| WORK INSTRUCTIONS |
a: Do the statements (i), (ii) and (iii) agree with the Airflow AWS plugin page below? Answer yes or no for each and quote the words of the page that decide it. (i) The plugins directory is the one set by the plugins_folder property in Airflow's configuration file. (ii) In the Lambda payload, the date value is taken from the time the task starts running. (iii) The Redshift example drops a table named TEST_TABLE.
b: According to the Airflow AWS plugin page below, why does the payload sent to LambdaFunctionName contain a "date" entry? Answer in one to three sentences.
c: Continue the Airflow AWS plugin page below, starting right after its last sentence.

| PASSAGE SHOWN |
>>

Airflow plugin with AWS operators
- Clone the repository into the plugins directory of Airflow, as defined in the configuration file for Airflow (~/airflow/airflow.cfg) under the plugins_folder property. If that directory doesn’t exist, create it.
git clone https://github.com/teamclairvoyant/airflow-aws-plugins.git
- Navigate to the project directory and install the required packages using pip. Ensure you’re in the correct environment if you’re using a virtual environment for Airflow.
pip install -r requirements.txt
- Configure the AWS CLI. The aws_access_key_id and aws_secret_access_key can be generated by navigating to My Security Credentials in the AWS Management Console and clicking “Creating Access Key” under Access keys for CLI, SDK, & API access.
aws configure
An in-depth guide on Getting Started with Boto3 & AWS: Link
List of operators by AWS services.
Operator responsible for triggering AWS Lambda function.
Example
ExecuteLambdaOperator(
task_id='task_with_execute_lambda_operator',
airflow_context_to_lambda_payload=lambda c: {"date": c["execution_date"].strftime('%Y-%m-%d') },
additional_payload={"param1": "value1", "param2": 21},
lambda_function_name="LambdaFunctionName"
)
Above task executes AWS Lambda function LambdaFunctionName
with payload:
{
"date": "2018-08-01",
"param1": "value1",
"param2": 21
}
where date
is equal to execution_date
of airflow dag. This is extracted by airflow_context_to_lambda_payload
function from airflow context dictionary.
Execute Redshift query.
Example
DROP Redshift table:
ExecuteRedshiftQueryOperator(
task_id='drop_table',
redshift_conn_id='redshift_dev',
query='DROP TABLE IF EXISTS TEST_TABLE'
)
Query can be constructed based on Airflow context, especially execution date.

<<

[Records from a point-labeling set]
>>

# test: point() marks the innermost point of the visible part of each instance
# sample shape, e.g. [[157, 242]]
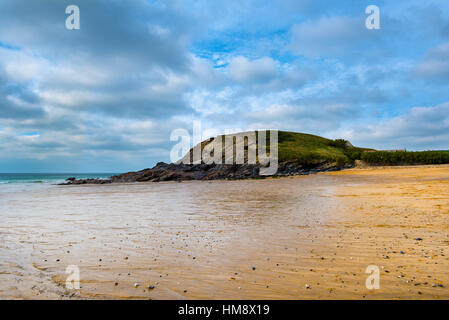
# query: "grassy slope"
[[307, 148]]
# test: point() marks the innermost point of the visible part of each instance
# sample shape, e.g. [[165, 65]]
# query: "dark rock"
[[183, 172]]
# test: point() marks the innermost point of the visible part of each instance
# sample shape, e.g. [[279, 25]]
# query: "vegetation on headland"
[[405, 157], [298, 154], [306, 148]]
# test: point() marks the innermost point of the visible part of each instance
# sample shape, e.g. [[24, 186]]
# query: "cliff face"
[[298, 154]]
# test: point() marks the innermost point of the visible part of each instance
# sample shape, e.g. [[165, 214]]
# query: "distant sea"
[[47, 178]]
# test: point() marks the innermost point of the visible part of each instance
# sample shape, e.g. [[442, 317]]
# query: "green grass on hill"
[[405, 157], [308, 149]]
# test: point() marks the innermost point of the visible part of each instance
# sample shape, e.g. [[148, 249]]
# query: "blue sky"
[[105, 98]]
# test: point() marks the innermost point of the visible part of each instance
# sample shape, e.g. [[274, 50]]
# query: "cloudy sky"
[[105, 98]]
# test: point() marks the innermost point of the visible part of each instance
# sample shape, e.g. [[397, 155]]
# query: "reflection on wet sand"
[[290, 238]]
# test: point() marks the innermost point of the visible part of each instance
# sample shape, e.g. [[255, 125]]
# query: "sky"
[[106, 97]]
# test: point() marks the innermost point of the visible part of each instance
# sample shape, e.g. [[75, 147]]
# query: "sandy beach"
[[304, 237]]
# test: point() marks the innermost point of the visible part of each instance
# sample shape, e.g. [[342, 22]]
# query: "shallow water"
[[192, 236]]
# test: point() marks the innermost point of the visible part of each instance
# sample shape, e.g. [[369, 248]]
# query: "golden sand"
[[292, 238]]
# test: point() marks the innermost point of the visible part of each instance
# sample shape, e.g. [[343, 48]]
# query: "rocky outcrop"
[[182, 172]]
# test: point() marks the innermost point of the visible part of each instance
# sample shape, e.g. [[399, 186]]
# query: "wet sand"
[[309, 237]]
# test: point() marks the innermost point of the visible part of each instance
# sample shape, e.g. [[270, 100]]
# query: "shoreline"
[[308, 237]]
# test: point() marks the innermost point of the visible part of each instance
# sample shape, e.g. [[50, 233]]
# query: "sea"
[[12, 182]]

<<
>>

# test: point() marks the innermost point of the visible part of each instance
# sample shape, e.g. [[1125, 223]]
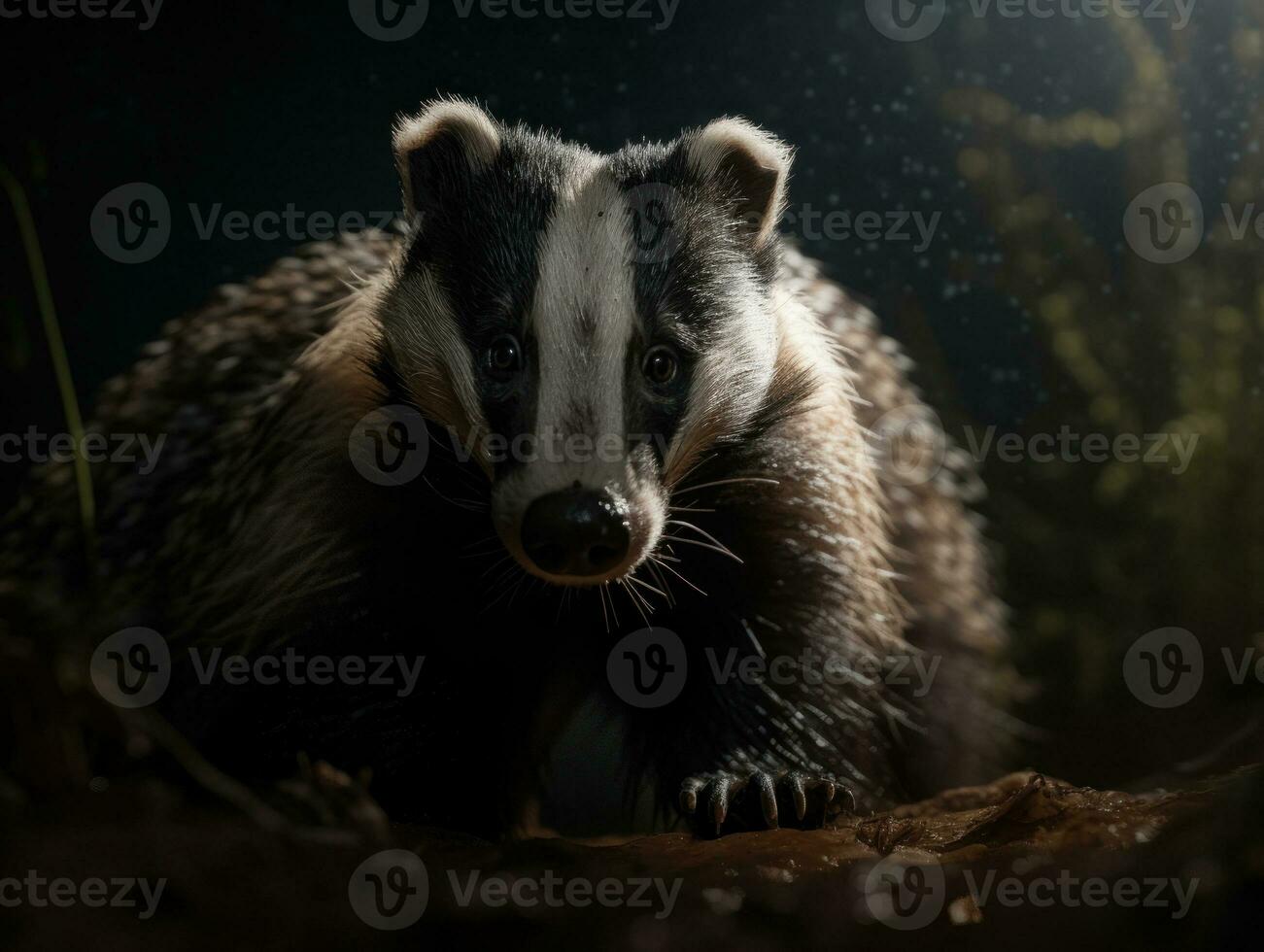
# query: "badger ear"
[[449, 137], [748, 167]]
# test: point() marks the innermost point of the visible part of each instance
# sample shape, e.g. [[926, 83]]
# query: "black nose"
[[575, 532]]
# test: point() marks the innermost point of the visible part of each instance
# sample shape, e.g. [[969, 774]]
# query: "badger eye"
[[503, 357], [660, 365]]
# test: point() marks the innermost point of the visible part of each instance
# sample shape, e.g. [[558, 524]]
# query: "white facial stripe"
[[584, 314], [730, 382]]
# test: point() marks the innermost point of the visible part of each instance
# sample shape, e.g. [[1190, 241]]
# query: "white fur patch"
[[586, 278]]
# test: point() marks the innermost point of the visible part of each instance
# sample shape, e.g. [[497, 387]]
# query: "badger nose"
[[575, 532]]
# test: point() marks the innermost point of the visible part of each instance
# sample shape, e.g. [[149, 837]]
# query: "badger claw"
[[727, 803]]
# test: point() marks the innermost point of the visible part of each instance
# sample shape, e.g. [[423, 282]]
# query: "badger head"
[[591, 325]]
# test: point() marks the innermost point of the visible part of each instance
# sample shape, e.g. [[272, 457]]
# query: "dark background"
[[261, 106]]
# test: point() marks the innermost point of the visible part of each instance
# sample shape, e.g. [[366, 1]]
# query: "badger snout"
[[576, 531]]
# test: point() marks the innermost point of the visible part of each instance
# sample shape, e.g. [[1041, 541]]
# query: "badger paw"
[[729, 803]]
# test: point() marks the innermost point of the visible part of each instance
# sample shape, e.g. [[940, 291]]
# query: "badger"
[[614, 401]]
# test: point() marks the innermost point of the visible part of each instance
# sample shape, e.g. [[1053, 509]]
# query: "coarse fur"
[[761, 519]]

<<

| WRITTEN RESPONSES |
a:
(i) Yes: "as defined in the configuration file for Airflow (~/airflow/airflow.cfg) under the plugins_folder property."
(ii) No: "is equal to execution_date"
(iii) Yes: "query='DROP TABLE IF EXISTS TEST_TABLE'"

b: The "date" entry equals the execution_date of the Airflow DAG. The airflow_context_to_lambda_payload function extracts it from the Airflow context dictionary and adds it to the payload.

c:
Example:
ExecuteRedshiftQueryOperator(
task_id='delete_from_table',
redshift_conn_id='redshift_dev',
query=lambda c: "DELETE FROM TABLE TEST_TABLE WHERE MONTH = '{y}-{m}'".format(y=c["execution_date"].year, m=c["execution_date"].strftime("%m"))
)
Execute Redshift COPY command.
Example 1 - append data:
ExecuteCopyToRedshiftOperator(
task_id='redshift_copy_append',
redshift_conn_id='redshift_dev',
s3_bucket='bucket',
s3_key='key',
redshift_schema='public',
table='table',
iam_role='iam_role',
mode='append'
)
Example 2 - overwrite table:
ExecuteCopyToRedshiftOperator(
task_id='redshift_copy_overwrite',
redshift_conn_id='redshift_dev',
s3_bucket='bucket',
s3_key='key',
redshift_schema='public',
table='table',
iam_role='iam_role',
mode='overwrite',
copy_params=['CSV']
)
Execute Redshift UNLOAD command.
ExecuteUnloadFromRedshiftOperator(
task_id='redshift_unload',
redshift_conn_id='redshift_dev',
select_statement='SELECT * FROM TABLE',
s3_bucket='bucket',
s3_key='key',
iam_role='iam_role',
unload_params=["DELIMITER AS ';'", "GZIP"]
)
Source S3 key can be constructed using custom Python function based on airflow context.
Example:
ExecuteCopyToRedshiftOperator(
s3_key=lambda context: "year={y}/month={m}/day={d}/".format(y=context["execution_date"].year, m=context["execution_date"].strftime("%m"), d=context["execution_date"].strftime("%d"))
)
Operator responsible for starting and monitoring Glue jobs.
Parameters
job_name (string) [REQUIRED] -- the name of the Glue job to start and monitor
polling_interval (integer) (default: 10) -- time interval, in seconds, to check the status of the job
job_run_id (string) -- The ID of a previous JobRun to retry.
arguments (dict) -- The job arguments specifically for this run. For this job run, they replace the default arguments set in the job definition itself.
timeout (integer) -- The JobRun timeout in minutes.
max_capacity (float) -- The number of AWS Glue data processing units (DPUs) that can be allocated when this job runs.
security_configuration (string) -- The name of the SecurityConfiguration structure to be used with this job run.
notification_property (dict) -- Specifies configuration properties of a job run notification.
worker_type (string) -- The type of predefined worker that is allocated when a job runs. Accepts a value of Standard, G.1X, or G.2X.
number_of_workers (integer) -- The number of workers of a defined workerType that are allocated when a job runs.
Boto3 Reference: Link
Example
glue_job_operator = StartGlueJobRunOperator(
task_id='glue_job_operator',
job_name='airflow',
polling_interval=10,
dag=dag
)
Operator responsible for starting and monitoring Glue workflows.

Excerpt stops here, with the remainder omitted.